### YOUR TASKS
1. Can you condense the paragraph beginning "Overall the farms surveyed" from the lamb production costs text into a short bulleted list that keeps its main figures?
2. Could you extend the lamb production costs text with a few sentences that carry on after its final sentence?

### EXTRACT TO READ
+ + +

The average variable costs for all the flocks were 59p/kg of lamb produced, and fixed costs were 63p/kg of lamb. On the one-third of farms with the highest cost structure variable costs averaged 75p/kg of lamb sold, and fixed costs 91p/kg.

In contrast, in the one-third of flocks that contained costs best the corresponding figures were 39p and 44p/kg of lamb produced.

"The main items that pushed up costs on some farms were machinery, labour, feed and forage. When replacement charges were included the all farm total average costs were £1.42/kg of lamb liveweight sold, but the average was £1.97/kg on high cost farms and only 94p/kg on the third with the lowest costs.

Overall the farms surveyed ran an average of 913 ewes on 156ha (385 acres). Lamb output averaged 35.79kg/ewe and 32,662kg/farm. But the third of farms with lowest production costs ran 950 ewes on 158ha (390 acres) and output was 43.55kg a ewe and 41,379kg a farm.

+ + +

### RECORDS SHOWN
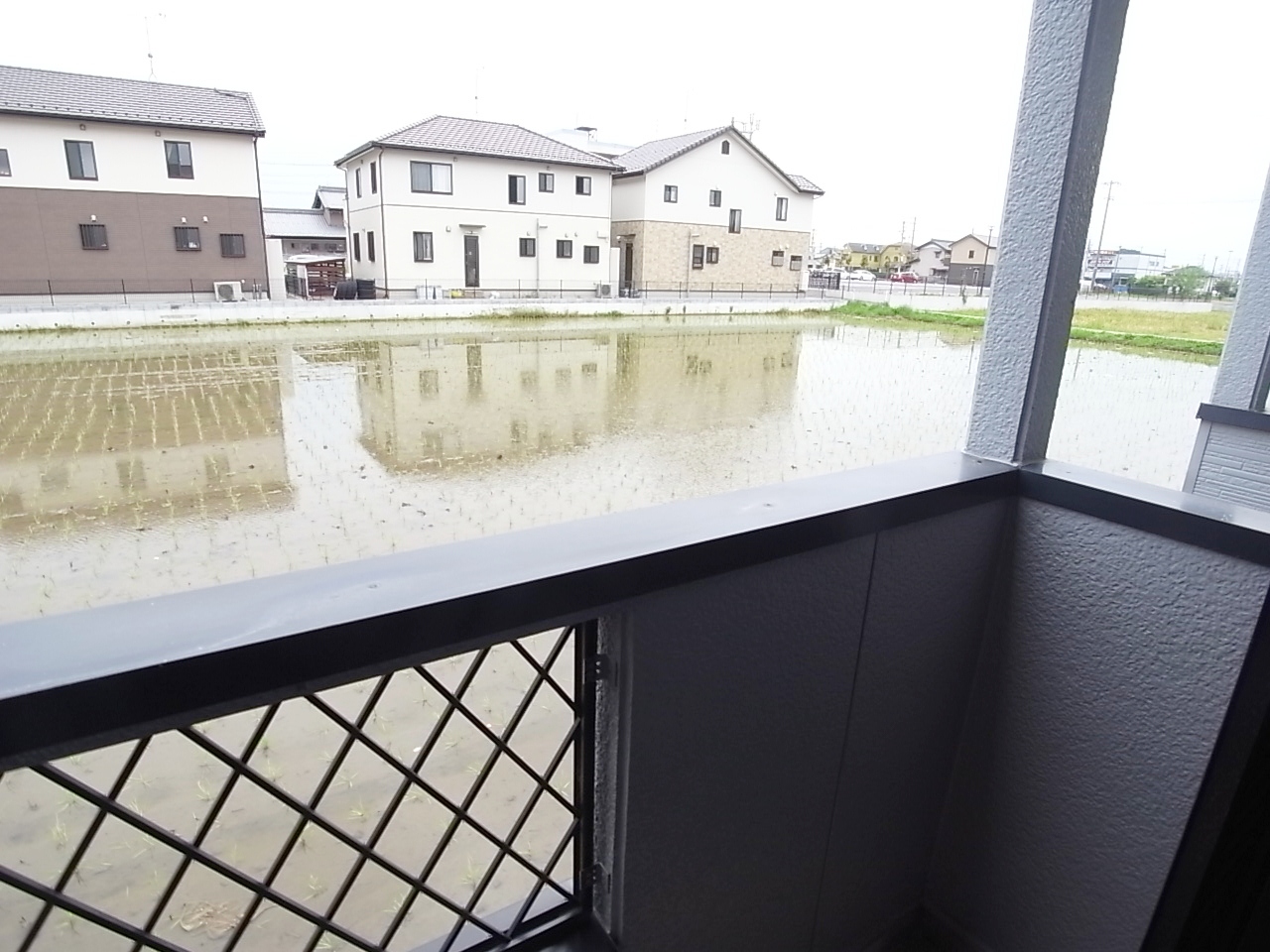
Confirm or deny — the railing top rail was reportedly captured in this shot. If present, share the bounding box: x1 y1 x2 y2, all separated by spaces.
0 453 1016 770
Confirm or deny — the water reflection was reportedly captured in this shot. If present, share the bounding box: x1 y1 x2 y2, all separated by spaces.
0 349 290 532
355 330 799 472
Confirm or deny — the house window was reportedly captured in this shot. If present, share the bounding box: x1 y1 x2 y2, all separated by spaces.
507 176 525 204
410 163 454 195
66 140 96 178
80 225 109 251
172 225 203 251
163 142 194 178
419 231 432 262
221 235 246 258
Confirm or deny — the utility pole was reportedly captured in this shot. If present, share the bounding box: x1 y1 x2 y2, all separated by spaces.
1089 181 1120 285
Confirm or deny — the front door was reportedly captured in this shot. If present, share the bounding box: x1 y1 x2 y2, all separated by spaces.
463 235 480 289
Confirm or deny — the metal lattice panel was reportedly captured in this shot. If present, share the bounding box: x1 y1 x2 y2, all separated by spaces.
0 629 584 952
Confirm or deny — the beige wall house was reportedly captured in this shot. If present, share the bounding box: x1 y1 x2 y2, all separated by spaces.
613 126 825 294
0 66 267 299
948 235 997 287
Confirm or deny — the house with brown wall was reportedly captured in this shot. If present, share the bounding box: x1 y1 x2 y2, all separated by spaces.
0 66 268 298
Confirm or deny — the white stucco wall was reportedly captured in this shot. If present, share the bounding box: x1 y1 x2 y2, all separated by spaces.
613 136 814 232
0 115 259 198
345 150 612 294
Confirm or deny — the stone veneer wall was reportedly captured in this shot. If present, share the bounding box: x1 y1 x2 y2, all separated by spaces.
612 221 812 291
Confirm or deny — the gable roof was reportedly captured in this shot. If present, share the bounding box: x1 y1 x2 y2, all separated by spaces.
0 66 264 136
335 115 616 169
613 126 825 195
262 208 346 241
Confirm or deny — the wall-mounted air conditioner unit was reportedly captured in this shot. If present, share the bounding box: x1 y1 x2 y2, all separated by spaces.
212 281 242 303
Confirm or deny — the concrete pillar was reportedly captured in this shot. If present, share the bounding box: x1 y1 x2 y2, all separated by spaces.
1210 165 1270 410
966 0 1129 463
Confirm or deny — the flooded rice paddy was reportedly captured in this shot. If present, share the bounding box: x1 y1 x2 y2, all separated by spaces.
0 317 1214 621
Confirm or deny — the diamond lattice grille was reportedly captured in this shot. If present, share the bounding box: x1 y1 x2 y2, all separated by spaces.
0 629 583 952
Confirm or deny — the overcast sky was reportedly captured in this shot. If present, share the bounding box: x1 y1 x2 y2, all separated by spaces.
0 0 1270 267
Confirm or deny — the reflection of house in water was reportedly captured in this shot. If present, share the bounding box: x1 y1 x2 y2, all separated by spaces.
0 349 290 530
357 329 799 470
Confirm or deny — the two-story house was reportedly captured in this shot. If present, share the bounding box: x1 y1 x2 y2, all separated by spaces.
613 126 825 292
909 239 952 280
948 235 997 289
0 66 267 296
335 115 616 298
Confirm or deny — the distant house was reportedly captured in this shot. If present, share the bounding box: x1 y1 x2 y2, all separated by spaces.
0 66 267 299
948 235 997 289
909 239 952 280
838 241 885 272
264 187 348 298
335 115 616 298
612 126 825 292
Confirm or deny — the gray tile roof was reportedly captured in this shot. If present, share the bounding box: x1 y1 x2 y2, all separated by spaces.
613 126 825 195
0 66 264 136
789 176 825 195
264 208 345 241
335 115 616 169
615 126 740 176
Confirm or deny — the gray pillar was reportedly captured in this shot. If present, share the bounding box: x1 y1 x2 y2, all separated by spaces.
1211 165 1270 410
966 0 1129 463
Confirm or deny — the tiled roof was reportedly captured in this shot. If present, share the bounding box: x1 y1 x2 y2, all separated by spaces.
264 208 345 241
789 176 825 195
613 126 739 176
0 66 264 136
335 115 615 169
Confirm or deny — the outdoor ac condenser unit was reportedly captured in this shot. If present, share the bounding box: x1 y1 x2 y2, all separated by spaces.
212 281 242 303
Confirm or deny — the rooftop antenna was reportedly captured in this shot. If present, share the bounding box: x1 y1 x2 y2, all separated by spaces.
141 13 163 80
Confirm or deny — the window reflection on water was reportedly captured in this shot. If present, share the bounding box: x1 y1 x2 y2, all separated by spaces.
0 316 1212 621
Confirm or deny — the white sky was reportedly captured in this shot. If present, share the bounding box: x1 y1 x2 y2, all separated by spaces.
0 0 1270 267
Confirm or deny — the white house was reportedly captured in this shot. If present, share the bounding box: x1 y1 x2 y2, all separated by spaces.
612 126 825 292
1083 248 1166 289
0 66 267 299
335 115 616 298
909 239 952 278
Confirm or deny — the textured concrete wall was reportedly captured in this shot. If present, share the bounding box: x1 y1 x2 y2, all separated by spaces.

+ + +

### ANSWER SET
1.
- Surveyed farms overall: average of 913 ewes on 156ha (385 acres)
- Overall lamb output: 35.79kg per ewe and 32,662kg per farm
- Lowest-cost third of farms: 950 ewes on 158ha (390 acres)
- Lowest-cost third output: 43.55kg per ewe and 41,379kg per farm

2.
In contrast, the one-third of units with highest costs had an average of 883 ewes on 191ha (470 acres). Output was 25.36kg a ewe, and the flocks marketed an average of 22,383kg of lamb.

Overall the surveyed farms realised an average of 79p/kg liveweight for their lambs, which covered 56% of their production costs. The bottom one-third of units picked up 77p/kg, but this was only 39% of input costs. The 81p/kg earned by the top third of farms still represented only 86% of production costs.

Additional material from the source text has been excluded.